» GIVEN TEXT
The small, rural high school I attended growing up provided more opportunities for self-expression than I think a high school kid could (or can) understand.
While growing up in a small town doesn’t provide a wealth of cultural or social experiences, the school district I attended really did its best to make sure that every student had a chance to receive a rich and diverse education. As such, my high school had two art teachers for a building that housed approximately 100 students per grade for grades 7-12.
Because of the small class sizes and two art teachers, I had an opportunity to work intimately with both art teachers while taking the maximum amount of classes offered to students to really find my niche in the art world. That niche was stippling.
If you’re not familiar, stippling is the art of using small dots to create shading and depth in images. As a somewhat neurotic person, I immediately fell in love with the monotony and therapeutic value of repeatedly tapping a pen until, little by little, something magnificent emerges.

» ENTRIES SUPPLIED
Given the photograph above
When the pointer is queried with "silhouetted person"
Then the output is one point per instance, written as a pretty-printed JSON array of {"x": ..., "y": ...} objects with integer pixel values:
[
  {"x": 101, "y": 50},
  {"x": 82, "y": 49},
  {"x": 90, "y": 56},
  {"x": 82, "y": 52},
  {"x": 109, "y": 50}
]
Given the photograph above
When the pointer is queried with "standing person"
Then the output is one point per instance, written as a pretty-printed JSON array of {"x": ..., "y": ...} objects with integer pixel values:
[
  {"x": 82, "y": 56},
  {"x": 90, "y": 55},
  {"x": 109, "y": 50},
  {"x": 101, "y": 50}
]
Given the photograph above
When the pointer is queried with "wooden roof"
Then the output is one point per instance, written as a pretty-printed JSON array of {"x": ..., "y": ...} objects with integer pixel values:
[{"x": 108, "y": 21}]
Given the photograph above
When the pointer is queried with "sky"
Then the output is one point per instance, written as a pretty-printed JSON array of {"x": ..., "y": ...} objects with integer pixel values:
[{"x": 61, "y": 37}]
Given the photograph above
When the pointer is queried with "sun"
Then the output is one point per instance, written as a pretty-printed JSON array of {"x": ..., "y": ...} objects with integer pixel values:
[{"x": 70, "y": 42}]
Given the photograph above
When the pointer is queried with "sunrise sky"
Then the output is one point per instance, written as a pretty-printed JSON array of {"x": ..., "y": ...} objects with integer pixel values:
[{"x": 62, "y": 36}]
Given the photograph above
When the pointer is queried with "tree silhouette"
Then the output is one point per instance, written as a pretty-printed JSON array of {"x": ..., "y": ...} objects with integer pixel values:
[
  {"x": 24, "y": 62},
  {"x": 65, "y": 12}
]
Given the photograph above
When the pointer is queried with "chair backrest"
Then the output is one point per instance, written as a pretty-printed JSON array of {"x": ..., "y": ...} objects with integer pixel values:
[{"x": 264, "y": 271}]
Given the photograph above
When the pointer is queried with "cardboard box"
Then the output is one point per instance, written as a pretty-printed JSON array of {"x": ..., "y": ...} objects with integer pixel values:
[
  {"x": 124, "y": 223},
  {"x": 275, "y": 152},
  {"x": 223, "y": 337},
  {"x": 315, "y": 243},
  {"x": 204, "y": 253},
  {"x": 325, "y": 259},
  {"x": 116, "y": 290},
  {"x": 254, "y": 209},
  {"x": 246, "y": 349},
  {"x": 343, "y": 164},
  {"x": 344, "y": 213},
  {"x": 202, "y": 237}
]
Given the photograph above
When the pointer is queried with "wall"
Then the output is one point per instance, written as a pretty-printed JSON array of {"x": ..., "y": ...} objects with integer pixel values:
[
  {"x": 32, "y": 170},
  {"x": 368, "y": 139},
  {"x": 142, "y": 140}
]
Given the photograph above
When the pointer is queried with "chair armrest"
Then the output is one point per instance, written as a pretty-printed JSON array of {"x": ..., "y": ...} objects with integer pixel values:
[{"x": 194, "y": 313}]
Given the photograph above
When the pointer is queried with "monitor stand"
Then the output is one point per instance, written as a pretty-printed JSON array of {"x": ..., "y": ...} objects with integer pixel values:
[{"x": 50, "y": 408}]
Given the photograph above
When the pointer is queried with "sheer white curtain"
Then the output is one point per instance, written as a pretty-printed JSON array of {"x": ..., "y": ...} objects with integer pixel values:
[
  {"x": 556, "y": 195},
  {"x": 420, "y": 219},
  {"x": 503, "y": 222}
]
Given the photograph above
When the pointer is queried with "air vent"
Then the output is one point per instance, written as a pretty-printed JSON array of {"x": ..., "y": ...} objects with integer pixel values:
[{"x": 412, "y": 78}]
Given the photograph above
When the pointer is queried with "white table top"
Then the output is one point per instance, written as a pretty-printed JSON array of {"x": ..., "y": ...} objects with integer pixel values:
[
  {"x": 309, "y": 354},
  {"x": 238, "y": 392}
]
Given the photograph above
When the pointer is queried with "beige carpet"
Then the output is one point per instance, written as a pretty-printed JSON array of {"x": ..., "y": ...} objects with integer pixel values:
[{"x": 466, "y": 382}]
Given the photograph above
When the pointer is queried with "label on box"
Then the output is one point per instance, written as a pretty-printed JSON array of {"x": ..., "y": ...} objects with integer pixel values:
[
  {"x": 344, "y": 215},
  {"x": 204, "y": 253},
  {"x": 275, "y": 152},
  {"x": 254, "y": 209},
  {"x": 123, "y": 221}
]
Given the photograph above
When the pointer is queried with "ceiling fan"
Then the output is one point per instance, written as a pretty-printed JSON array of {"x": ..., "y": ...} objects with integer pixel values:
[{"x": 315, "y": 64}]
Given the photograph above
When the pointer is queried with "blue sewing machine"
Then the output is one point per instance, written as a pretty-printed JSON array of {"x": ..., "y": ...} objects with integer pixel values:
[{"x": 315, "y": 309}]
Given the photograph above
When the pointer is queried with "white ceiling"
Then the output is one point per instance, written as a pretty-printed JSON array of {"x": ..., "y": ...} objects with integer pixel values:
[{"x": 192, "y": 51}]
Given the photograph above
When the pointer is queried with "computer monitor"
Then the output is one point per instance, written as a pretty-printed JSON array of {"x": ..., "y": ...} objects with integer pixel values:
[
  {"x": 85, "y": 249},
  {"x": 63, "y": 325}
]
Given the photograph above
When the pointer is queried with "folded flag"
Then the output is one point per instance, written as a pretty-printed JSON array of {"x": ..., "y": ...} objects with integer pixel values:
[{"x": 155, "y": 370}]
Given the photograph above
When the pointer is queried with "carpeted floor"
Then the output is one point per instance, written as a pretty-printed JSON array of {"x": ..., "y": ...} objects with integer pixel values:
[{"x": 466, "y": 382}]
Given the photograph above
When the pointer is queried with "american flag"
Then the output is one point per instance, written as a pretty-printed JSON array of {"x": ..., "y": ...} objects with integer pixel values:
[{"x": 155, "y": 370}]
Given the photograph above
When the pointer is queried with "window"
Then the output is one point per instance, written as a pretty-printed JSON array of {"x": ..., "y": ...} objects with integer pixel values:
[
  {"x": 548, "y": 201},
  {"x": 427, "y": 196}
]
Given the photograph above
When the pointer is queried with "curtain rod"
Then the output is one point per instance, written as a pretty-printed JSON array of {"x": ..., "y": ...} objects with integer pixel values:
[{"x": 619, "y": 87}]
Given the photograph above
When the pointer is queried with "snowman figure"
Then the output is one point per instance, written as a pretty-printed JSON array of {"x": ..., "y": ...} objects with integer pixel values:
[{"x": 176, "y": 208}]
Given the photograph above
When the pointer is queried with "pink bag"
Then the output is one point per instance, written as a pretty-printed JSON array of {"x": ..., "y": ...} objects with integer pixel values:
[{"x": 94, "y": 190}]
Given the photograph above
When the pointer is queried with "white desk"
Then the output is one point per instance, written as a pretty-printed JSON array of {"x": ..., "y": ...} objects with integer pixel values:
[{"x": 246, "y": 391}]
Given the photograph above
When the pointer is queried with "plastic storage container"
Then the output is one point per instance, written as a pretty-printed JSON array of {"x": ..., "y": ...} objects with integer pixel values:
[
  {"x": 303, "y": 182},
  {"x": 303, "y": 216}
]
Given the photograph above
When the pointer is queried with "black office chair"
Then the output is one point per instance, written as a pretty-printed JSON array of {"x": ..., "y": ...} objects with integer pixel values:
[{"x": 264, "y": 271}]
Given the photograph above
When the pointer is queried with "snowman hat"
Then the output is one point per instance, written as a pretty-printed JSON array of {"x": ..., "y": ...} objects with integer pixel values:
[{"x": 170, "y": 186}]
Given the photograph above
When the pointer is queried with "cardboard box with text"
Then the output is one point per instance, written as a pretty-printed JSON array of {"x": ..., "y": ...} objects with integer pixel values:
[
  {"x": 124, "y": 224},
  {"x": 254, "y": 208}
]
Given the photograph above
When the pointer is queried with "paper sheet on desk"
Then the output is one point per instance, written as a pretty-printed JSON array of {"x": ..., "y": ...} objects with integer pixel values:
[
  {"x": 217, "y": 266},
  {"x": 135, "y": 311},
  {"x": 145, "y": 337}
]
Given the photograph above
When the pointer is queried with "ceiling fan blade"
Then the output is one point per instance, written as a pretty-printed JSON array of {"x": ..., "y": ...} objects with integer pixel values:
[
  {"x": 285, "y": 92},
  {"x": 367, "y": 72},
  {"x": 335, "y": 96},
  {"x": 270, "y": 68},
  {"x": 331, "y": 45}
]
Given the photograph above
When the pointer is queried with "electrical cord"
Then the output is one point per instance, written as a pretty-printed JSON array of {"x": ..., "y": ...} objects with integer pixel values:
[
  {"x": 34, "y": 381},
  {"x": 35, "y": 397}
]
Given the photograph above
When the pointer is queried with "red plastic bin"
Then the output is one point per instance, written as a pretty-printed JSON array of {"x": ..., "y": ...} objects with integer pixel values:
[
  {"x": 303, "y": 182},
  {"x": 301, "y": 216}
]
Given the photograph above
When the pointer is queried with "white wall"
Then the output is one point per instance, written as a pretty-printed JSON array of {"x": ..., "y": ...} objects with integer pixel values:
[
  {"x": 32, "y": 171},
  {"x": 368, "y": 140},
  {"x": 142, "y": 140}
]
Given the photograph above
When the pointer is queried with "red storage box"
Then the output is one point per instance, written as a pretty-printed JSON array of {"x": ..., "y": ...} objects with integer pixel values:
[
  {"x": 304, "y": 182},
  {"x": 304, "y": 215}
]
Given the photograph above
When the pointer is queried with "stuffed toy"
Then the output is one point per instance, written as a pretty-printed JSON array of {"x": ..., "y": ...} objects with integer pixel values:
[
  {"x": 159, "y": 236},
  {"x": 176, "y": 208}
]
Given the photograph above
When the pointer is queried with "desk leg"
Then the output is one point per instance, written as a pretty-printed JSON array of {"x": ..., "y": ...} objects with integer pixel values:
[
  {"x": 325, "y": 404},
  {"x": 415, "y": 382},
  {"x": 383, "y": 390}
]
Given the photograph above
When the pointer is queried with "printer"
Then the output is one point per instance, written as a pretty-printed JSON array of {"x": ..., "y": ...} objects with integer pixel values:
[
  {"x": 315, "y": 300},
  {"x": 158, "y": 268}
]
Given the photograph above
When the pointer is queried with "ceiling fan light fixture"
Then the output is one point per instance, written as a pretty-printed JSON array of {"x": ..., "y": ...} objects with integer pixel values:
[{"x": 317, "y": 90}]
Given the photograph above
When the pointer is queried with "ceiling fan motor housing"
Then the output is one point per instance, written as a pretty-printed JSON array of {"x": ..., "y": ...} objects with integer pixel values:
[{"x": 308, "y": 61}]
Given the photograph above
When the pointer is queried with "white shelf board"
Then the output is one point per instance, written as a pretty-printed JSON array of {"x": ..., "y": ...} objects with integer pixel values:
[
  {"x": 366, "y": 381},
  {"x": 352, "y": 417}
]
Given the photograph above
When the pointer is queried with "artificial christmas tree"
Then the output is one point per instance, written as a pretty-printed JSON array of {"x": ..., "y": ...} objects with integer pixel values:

» TASKS
1. In the stippling essay, how does the writer define stippling?
2. Repeat the stretch of the stippling essay from "Because of the" through "niche was stippling.".
3. Write the next part of the stippling essay, starting right after its last sentence.
The rows play no part in what follows.

» ANSWERS TO THE PROBLEMS
1. It is the art of using small dots to create shading and depth in images.

2.
Because of the small class sizes and two art teachers, I had an opportunity to work intimately with both art teachers while taking the maximum amount of classes offered to students to really find my niche in the art world. That niche was stippling.

3.
Through the guidance of both of my art teachers in high school, I grew from using fine point Sharpies (which actually leave very large dots relative to what you create on an 8 x 10 piece of paper) to using pens that are .1 of a millimeter wide.
The best part of learning this artistic skill, however, is that I can improve upon it and continue to learn long after I graduated. Which is where I am today after finishing my most recent piece of work.
There’s a lot of value to art programs in school. And while everyone may not go on to have a vocation in the field, that doesn’t lessen the worth of what art in school can offer.
And this is speaking from experience.